*** Records supplied

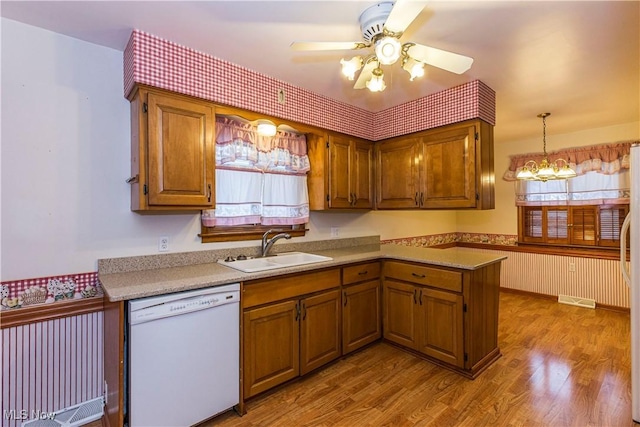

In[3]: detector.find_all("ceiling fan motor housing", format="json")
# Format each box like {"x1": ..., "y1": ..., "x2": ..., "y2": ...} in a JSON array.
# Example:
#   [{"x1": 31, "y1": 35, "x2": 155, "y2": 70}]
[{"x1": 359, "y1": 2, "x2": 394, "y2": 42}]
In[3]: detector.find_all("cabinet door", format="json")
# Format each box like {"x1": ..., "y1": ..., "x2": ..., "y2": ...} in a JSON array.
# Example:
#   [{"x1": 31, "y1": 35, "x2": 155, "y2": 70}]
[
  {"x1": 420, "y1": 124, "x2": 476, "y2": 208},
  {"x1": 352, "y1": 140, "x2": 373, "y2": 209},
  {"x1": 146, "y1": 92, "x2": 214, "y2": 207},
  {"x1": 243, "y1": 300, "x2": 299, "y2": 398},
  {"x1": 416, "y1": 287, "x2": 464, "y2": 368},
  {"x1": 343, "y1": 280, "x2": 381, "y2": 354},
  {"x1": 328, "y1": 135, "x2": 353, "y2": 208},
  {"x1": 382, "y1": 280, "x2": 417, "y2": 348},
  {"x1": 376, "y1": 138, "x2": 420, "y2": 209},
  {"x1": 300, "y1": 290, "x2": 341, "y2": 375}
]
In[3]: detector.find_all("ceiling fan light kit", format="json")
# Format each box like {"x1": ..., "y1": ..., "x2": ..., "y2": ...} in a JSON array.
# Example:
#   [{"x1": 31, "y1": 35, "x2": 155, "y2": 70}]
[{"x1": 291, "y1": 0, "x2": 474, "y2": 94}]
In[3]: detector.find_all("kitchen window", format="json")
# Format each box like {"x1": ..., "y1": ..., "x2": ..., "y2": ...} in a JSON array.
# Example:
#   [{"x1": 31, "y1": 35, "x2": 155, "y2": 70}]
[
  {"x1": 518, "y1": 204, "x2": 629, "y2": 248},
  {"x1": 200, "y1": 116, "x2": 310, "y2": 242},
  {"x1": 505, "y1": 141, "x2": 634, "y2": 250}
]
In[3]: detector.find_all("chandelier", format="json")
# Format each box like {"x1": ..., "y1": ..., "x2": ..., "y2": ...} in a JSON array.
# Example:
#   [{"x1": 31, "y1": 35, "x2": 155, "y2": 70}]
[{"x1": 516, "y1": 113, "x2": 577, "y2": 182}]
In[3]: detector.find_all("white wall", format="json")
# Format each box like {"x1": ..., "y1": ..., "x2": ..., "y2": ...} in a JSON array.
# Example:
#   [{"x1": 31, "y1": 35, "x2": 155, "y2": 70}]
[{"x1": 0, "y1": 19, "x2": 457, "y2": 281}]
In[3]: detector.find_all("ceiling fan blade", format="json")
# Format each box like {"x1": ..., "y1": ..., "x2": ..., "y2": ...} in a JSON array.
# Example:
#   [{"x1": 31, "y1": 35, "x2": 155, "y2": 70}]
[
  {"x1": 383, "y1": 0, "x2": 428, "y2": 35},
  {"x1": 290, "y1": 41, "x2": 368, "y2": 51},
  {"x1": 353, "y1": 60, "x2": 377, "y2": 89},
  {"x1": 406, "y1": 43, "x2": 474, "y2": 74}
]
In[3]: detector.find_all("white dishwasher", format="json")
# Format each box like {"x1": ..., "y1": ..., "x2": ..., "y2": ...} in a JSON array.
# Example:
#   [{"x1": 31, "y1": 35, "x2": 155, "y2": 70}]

******

### Problem to solve
Repeat the data above exactly, images excluded.

### Your solution
In[3]: detector.find_all("ceiling fan motor housing", format="json")
# Format each box like {"x1": ..., "y1": ..., "x2": ..., "y2": ...} in a JSON array.
# Example:
#   [{"x1": 31, "y1": 35, "x2": 155, "y2": 70}]
[{"x1": 359, "y1": 2, "x2": 394, "y2": 42}]
In[3]: detector.find_all("cabinet door", format="json")
# Format each box like {"x1": ..., "y1": ..., "x2": ..., "y2": ...} in a JSON array.
# Example:
#   [{"x1": 31, "y1": 35, "x2": 155, "y2": 70}]
[
  {"x1": 420, "y1": 124, "x2": 476, "y2": 208},
  {"x1": 352, "y1": 140, "x2": 373, "y2": 209},
  {"x1": 146, "y1": 92, "x2": 214, "y2": 207},
  {"x1": 243, "y1": 300, "x2": 299, "y2": 398},
  {"x1": 416, "y1": 287, "x2": 464, "y2": 368},
  {"x1": 343, "y1": 280, "x2": 381, "y2": 354},
  {"x1": 328, "y1": 135, "x2": 353, "y2": 208},
  {"x1": 382, "y1": 280, "x2": 417, "y2": 348},
  {"x1": 376, "y1": 138, "x2": 420, "y2": 209},
  {"x1": 300, "y1": 290, "x2": 341, "y2": 375}
]
In[3]: detector.find_all("ceiling fan light kit", format="json")
# Format each box like {"x1": ..., "y1": ..., "x2": ..., "y2": ...} in a JSON array.
# Example:
#   [{"x1": 31, "y1": 35, "x2": 155, "y2": 70}]
[{"x1": 291, "y1": 0, "x2": 474, "y2": 94}]
In[3]: detector.find_all("kitchen window", format="json")
# Format each box like {"x1": ..., "y1": ..., "x2": ..., "y2": ...} in a JSON array.
# Example:
#   [{"x1": 31, "y1": 35, "x2": 155, "y2": 70}]
[
  {"x1": 518, "y1": 204, "x2": 629, "y2": 248},
  {"x1": 200, "y1": 116, "x2": 310, "y2": 242},
  {"x1": 505, "y1": 141, "x2": 634, "y2": 250}
]
In[3]: detector.find_all("chandelier", format="json")
# Format each box like {"x1": ..., "y1": ..., "x2": ..., "y2": ...} in a JSON array.
# Example:
#   [{"x1": 31, "y1": 35, "x2": 155, "y2": 70}]
[{"x1": 516, "y1": 113, "x2": 577, "y2": 182}]
In[3]: detector.find_all("white wall", format="json")
# Format each box like {"x1": ..., "y1": ..., "x2": ..., "y2": ...} in a JSON array.
# Example:
#   [{"x1": 31, "y1": 35, "x2": 155, "y2": 70}]
[{"x1": 0, "y1": 19, "x2": 457, "y2": 281}]
In[3]: detector.find_all("ceiling fan blade", format="json")
# Format each box like {"x1": ..., "y1": ..., "x2": ..., "y2": ...} in a JSON array.
# Example:
#   [{"x1": 31, "y1": 35, "x2": 155, "y2": 70}]
[
  {"x1": 383, "y1": 0, "x2": 428, "y2": 35},
  {"x1": 290, "y1": 41, "x2": 368, "y2": 51},
  {"x1": 353, "y1": 60, "x2": 377, "y2": 89},
  {"x1": 406, "y1": 43, "x2": 474, "y2": 74}
]
In[3]: detector.find_all("white dishwasher", format="json")
# Format each box like {"x1": ..., "y1": ..., "x2": ..., "y2": ...} in a JSON array.
# Example:
#   [{"x1": 31, "y1": 35, "x2": 155, "y2": 70}]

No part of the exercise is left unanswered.